Assignment
Restate all of the following data exactly, keeping any images out of the copy.

Dataset extract

•••••

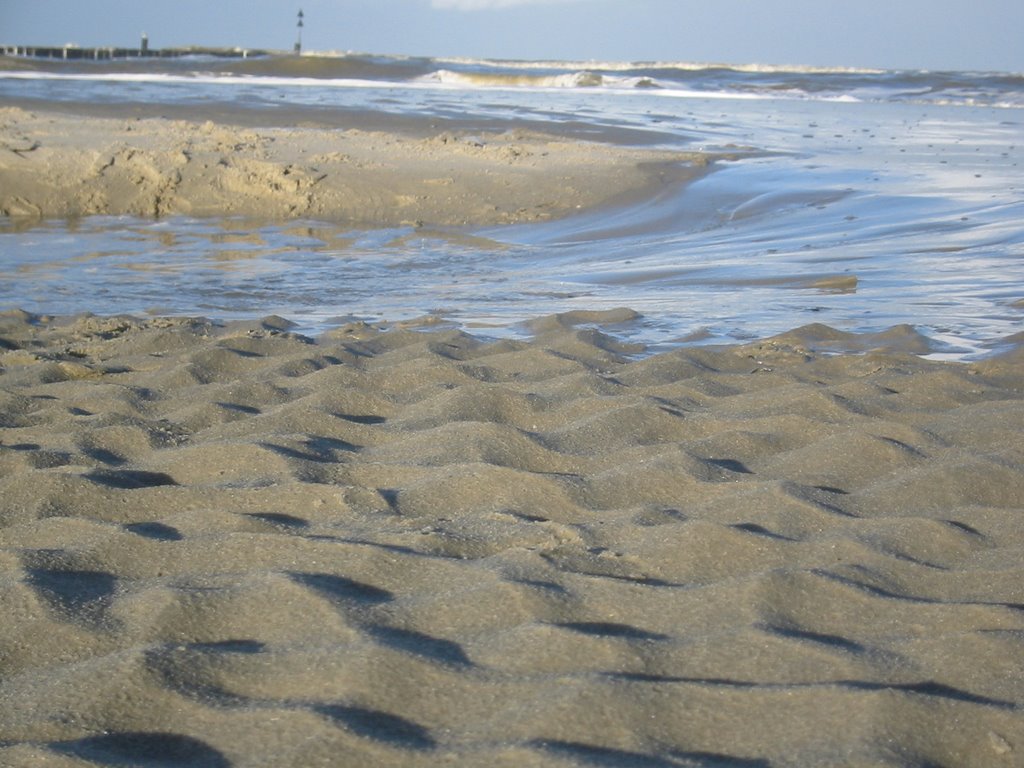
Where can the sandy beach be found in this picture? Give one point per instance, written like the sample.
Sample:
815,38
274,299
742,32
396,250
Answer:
68,164
235,545
399,544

•••••

Solution to this task
Where can the sandy beach be found in this picture? Give one point per instance, written like the sample.
Sample:
815,38
274,299
742,32
396,250
Answer:
68,164
235,545
399,544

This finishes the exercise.